Unduh BUKU Dakwah Rasul SAW Metode Supremasi Ideologi Islam

Rabu, 09 Februari 2022

Pengeluaran Baitul Mal Disalurkan pada Enam Bagian

 


Unduh BUKU Penjelasan Rancangan Undang-Undang Dasar Islami [PDF]

 

Penjelasan Pasal 152 Rancangan UUD Islami

 

Pasal 152

 

Pengeluaran Baitul Mal disalurkan pada enam bagian:

a. Delapan golongan yang berhak menerima zakat. Mereka berhak mendapatkannya dari pos pemasukan zakat (di Baitul Mal).

b. Jika dari kas zakat tidak ada dana, maka untuk orang fakir, miskin, ibnu sabil, kebutuhan jihad, dan gharimin (orang yang dililit hutang), diberikan dari sumber pemasukan Baitul Mal lainnya. Dan jika itu pun tidak ada dana, maka para gharimin tidak mendapatkan sesuatu apapun. Untuk memenuhi kebutuhan orang fakir, miskin, ibnu sabil dan kebutuhan jihad, dipungut pajak. Negara harus meminjam uang untuk memenuhi kebutuhan tersebut apabila situasi dikhawatirkan menimbulkan bencana/malapetaka.

c. Orang-orang yang menjalankan pelayanan bagi negara seperti para pegawai, penguasa, dan tentara, diberikan harta dari Baitul Mal. Apabila dana Baitul Mal tidak mencukupi, maka segera dipungut pajak untuk memenuhi biaya tersebut. Negara harus meminjam uang untuk memenuhi kebutuhan tersebut apabila situasi dikhawatirkan menimbulkan bencana/malapetaka.

d. Untuk pembangunan sarana pelayanan masyarakat yang vital seperti jalan raya, masjid, rumah sakit, dan sekolah, mendapatkan biaya dari Baitul Mal. Apabila dana Baitul Mal tidak mencukupi, segera dipungut pajak untuk memenuhi kebutuhan tersebut.

e. Pembangunan sarana pelayanan pelengkap mendapatkan biaya dari Baitul Mal. Apabila dana Baitul Mal tidak mencukupi maka pendanaannya ditunda.

f. Bencana alam mendadak, seperti gempa bumi dan angin topan, biayanya ditanggung Baitul Mal. Apabila dana Baitul Mal tidak mencukupi, maka negara mengusahakan pinjaman secepatnya, yang kemudian dibayar dari hasil pungutan pajak.

__Tugas yang Dikerjakan__:
1. Tentukan apakah setiap pernyataan berikut sesuai dengan teks tentang pengeluaran Baitul Mal, lalu kutip kata-kata teks yang menentukannya. (a) Jika dana Baitul Mal tidak mencukupi, pembangunan sarana pelayanan pelengkap pendanaannya ditunda. (b) Jika kas zakat dan sumber pemasukan lain sama-sama kosong, para gharimin tetap mendapat bagian dari hasil pungutan pajak. (c) Untuk bencana alam mendadak, kekurangan dana Baitul Mal langsung ditutup dengan pungutan pajak tanpa pinjaman.
2. Tuliskan kembali bagian teks tentang pengeluaran Baitul Mal yang dibuka dengan kata-kata yang memuat "f. Bencana alam" dan ditutup dengan "hasil pungutan pajak.".

__Data yang Ditampilkan__:
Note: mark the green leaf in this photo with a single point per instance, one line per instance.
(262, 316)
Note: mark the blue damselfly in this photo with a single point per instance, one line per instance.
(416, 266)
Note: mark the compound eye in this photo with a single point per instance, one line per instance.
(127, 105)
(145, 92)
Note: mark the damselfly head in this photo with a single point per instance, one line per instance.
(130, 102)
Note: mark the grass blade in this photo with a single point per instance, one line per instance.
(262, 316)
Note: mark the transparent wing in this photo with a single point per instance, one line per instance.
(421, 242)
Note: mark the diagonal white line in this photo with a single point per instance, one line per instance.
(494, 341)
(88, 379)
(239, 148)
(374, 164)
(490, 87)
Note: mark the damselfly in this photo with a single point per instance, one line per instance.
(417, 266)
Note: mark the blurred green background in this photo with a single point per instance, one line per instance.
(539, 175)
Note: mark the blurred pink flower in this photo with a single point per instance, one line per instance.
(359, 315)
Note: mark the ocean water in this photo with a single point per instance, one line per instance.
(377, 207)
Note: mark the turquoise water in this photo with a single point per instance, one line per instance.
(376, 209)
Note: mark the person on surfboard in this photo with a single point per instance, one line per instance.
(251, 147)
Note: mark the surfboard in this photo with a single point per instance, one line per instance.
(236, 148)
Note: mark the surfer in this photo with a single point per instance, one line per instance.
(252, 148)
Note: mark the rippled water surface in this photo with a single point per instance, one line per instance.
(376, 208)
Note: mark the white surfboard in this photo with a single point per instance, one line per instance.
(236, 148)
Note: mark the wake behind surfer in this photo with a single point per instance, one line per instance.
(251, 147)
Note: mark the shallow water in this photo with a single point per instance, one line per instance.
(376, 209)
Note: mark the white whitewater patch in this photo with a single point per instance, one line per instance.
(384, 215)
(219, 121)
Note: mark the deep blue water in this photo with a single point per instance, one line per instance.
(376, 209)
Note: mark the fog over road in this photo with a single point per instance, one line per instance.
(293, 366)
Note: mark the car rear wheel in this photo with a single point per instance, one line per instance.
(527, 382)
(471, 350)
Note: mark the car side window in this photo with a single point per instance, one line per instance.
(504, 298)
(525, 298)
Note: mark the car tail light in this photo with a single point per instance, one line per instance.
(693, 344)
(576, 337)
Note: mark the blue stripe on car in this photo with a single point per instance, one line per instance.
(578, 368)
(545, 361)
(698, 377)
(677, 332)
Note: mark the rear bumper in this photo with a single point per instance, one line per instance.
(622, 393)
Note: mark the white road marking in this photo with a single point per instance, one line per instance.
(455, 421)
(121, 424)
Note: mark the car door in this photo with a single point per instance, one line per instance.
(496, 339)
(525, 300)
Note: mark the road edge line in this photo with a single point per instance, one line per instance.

__Jawaban__:
1.
(a) Ya: "Apabila dana Baitul Mal tidak mencukupi maka pendanaannya ditunda."
(b) Tidak: "Dan jika itu pun tidak ada dana, maka para gharimin tidak mendapatkan sesuatu apapun."
(c) Tidak: "maka negara mengusahakan pinjaman secepatnya, yang kemudian dibayar dari hasil pungutan pajak."

2.
f. Bencana alam mendadak, seperti gempa bumi dan angin topan, biayanya ditanggung Baitul Mal. Apabila dana Baitul Mal tidak mencukupi, maka negara mengusahakan pinjaman secepatnya, yang kemudian dibayar dari hasil pungutan pajak.